▸ **What the task asks**:
Reproduce the material below with every instance of "segment tool" changed to "mask tool", keeping everything else unchanged.

▸ **Data provided**:
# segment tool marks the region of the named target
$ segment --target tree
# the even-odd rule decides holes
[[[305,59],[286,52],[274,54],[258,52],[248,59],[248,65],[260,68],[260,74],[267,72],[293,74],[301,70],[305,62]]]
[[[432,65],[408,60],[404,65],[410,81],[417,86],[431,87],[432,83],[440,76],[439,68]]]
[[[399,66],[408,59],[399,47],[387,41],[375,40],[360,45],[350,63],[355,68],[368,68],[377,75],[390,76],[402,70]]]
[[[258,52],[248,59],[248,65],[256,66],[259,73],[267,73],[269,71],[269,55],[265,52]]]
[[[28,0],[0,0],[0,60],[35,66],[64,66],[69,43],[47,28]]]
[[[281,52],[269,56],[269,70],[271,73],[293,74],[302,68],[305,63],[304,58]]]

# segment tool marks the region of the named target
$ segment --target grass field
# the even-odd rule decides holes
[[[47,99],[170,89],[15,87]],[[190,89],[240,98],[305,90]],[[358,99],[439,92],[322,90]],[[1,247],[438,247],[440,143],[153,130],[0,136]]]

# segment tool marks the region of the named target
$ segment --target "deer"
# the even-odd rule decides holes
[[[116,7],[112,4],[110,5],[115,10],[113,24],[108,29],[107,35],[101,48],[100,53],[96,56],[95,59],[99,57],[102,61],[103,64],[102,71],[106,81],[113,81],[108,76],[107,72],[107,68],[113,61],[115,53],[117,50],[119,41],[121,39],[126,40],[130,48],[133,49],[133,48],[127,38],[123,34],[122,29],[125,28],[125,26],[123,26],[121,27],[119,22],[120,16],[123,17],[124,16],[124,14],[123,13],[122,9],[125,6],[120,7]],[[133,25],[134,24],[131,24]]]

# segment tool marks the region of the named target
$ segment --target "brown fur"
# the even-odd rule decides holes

▸ **Task result**:
# mask tool marks the region of the named target
$ segment --target tree
# the even-odd rule decides holes
[[[305,59],[286,52],[274,54],[258,52],[248,59],[248,65],[260,68],[260,74],[267,72],[293,74],[301,70],[305,62]]]
[[[432,65],[408,60],[404,65],[410,81],[417,86],[431,87],[432,83],[440,76],[439,68]]]
[[[399,66],[408,59],[399,47],[387,41],[375,40],[360,45],[350,63],[355,68],[368,68],[377,75],[390,76],[402,70]]]
[[[258,52],[248,59],[248,65],[256,66],[259,73],[267,73],[269,71],[269,55],[265,52]]]
[[[28,0],[0,0],[0,60],[35,66],[64,66],[69,43],[47,28]]]
[[[281,52],[269,56],[269,70],[271,73],[293,74],[302,68],[305,63],[304,58]]]

# mask tool marks the region of the named target
$ segment --target grass field
# the even-odd rule decides holes
[[[47,99],[170,89],[15,87]],[[190,89],[240,98],[305,90]],[[358,99],[439,92],[322,90]],[[1,247],[438,247],[440,143],[153,130],[0,136]]]

# mask tool marks the region of the named target
$ segment --target "deer"
# the even-odd rule decides holes
[[[116,7],[112,4],[110,5],[115,10],[113,24],[108,29],[107,35],[101,48],[100,53],[96,56],[95,59],[99,57],[102,61],[103,64],[102,71],[106,81],[113,81],[108,76],[107,72],[107,68],[113,61],[115,53],[117,50],[119,41],[121,39],[126,40],[130,48],[133,49],[133,48],[127,38],[123,34],[122,29],[125,28],[125,26],[123,26],[121,27],[119,22],[120,16],[123,17],[124,16],[124,14],[123,13],[122,9],[125,6],[120,7]],[[133,25],[134,24],[131,24]]]

# mask tool marks the region of the named target
$ segment --target "brown fur"
# the even-odd rule decides holes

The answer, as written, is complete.